DATASET EXTRACT →
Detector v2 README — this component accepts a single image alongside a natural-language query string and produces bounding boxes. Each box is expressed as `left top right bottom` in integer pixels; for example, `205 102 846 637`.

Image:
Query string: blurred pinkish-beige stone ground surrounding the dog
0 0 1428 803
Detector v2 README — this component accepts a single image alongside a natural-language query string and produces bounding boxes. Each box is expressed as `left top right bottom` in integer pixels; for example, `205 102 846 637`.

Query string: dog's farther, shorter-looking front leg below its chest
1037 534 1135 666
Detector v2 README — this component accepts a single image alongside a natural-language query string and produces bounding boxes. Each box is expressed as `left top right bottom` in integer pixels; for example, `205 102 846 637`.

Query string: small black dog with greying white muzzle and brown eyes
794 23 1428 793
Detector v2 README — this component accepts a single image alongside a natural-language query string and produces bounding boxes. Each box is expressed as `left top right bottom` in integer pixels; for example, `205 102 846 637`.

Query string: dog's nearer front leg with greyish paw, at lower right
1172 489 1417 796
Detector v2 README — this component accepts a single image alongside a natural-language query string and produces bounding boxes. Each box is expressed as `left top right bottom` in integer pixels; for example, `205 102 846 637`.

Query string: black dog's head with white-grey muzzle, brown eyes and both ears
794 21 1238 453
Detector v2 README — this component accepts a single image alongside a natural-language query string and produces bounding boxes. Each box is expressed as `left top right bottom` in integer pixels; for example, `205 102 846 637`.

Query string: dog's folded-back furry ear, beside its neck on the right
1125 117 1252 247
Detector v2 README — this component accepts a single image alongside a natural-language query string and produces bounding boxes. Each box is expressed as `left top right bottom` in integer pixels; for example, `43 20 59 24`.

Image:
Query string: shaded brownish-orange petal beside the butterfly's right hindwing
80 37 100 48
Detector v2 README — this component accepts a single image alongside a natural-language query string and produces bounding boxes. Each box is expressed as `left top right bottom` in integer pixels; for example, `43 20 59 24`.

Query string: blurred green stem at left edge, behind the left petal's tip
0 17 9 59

ASSIGNED TASK →
Output the full listing above word for word.

YOUR SOLUTION →
Detector v2 README — this component accepts a single image alongside a natural-language query string and produces bounding boxes. Each box is expressed as `left top right bottom` in integer pixels; for example, `205 102 846 637`.

Image:
Query string: blurred pinkish-beige stone ground surrounding the dog
0 0 1428 803
Detector v2 README — this component accepts a single image alongside a natural-language query string and produces bounding boxes. Each box is expressed as `left top right bottom` in integer pixels; for example, `205 102 846 637`.

Query string: dog's farther, shorter-looking front leg below its chest
1037 534 1135 666
Detector v2 README — this component accepts a single image alongside a natural-language query string and produces bounding boxes. Each box is expressed as `left top right bottom` in integer pixels; for example, `205 102 846 637`.

Query string: small black dog with greying white muzzle and brown eyes
794 23 1428 793
Detector v2 README — this component accepts a single image alongside a natural-language query string and produces bounding boxes. Each box is expressed as `left top right bottom` in integer pixels; for example, `205 102 846 637`.

Query string: dog's nearer front leg with greyish paw, at lower right
1172 489 1417 796
Detector v2 README — this component accepts a single image alongside a natural-language query string and produces bounding boxes. Each box is expressed as `left top right bottom` in integer pixels; for example, `205 102 846 637`.

Query string: black dog's head with white-grey muzzle, brown eyes and both ears
794 21 1238 453
Detector v2 README — this component accepts a single image alongside a natural-language query string and produces bounding boxes. Each box is expressed as `left top right bottom` in integer pixels; for example, `205 102 846 637`.

Query string: dog's folded-back furry ear, beside its neck on the right
1125 117 1252 247
Detector v2 README — this component accepts a single image alongside a natural-language query string and produces bounding boxes. Each box is expressed as `left top right bottom` in integer pixels; for example, `43 20 59 24`.

Image:
Query string: shaded brownish-orange petal beside the butterfly's right hindwing
80 37 100 48
Detector v2 README — this component accepts a single image alongside a natural-language query string and produces bounding boxes. Each box is expressed as `left top right bottom` in integer pixels; for example, `43 20 59 24`.

Query string: blurred green stem at left edge, behind the left petal's tip
0 17 9 59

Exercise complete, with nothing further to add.